■ **Deine Aufgabe**: Entnimm dem Text über die Taufe wörtlich alles von „Oder schweige ich, wenn“ bis einschließlich „seine Gerechtigkeit aufblüht.“.

■ **Text zur Durchsicht**:
++++
Oder schweige ich, wenn sie das Wort erheben? Mit unserer Taufe werden wir ja zu Auserwählten. Als Auserwählte haben wir anders zu sein in der Welt. Wir nützen unsere Macht für die Ohnmächtigen. Wir leihen unsere Sprache denen, die verstummen. Wir greifen denen unter die Arme, die keinen Halt mehr finden. Damit das Reich Gottes unter uns wächst und seine Gerechtigkeit aufblüht.
++++
■ **Ausgangsdaten**:
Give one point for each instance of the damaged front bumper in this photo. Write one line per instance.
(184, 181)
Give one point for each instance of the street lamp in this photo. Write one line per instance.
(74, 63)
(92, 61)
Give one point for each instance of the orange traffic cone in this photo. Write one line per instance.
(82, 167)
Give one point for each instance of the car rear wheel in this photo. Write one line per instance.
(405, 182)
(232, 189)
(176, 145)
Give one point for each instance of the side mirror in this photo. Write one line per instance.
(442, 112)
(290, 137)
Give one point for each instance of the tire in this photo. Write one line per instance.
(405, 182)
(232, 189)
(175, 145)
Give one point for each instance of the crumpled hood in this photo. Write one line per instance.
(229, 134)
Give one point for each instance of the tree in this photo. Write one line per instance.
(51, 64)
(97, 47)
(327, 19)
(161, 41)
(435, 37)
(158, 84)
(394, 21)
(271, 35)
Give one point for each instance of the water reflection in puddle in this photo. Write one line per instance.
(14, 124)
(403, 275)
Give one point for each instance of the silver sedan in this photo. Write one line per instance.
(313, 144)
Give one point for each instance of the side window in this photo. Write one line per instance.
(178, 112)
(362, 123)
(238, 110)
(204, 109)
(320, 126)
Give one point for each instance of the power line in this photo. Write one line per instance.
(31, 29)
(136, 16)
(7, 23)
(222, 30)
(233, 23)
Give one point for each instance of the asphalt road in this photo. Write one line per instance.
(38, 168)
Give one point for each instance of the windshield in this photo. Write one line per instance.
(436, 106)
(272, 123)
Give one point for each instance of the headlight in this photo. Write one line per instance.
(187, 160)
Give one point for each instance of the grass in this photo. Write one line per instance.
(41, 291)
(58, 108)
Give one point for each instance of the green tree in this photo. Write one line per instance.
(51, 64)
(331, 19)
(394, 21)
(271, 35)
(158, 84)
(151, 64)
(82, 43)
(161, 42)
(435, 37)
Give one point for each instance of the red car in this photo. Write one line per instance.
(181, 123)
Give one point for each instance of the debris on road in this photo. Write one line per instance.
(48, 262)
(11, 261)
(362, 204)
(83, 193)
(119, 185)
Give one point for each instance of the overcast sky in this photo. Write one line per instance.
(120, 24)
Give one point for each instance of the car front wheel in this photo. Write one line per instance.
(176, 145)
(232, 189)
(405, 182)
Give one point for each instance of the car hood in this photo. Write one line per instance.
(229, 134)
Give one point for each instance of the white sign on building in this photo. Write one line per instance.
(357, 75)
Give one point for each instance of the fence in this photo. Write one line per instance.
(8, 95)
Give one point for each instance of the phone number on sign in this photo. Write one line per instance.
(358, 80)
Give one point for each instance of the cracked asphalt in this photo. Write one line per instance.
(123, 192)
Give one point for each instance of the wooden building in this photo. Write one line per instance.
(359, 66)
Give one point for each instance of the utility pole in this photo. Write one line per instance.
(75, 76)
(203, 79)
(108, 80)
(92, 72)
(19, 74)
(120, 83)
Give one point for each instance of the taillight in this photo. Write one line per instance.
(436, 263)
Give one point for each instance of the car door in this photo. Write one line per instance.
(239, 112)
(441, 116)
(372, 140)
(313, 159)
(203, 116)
++++
■ **Gelöste Aufgabe**:
Oder schweige ich, wenn sie das Wort erheben? Mit unserer Taufe werden wir ja zu Auserwählten. Als Auserwählte haben wir anders zu sein in der Welt. Wir nützen unsere Macht für die Ohnmächtigen. Wir leihen unsere Sprache denen, die verstummen. Wir greifen denen unter die Arme, die keinen Halt mehr finden. Damit das Reich Gottes unter uns wächst und seine Gerechtigkeit aufblüht.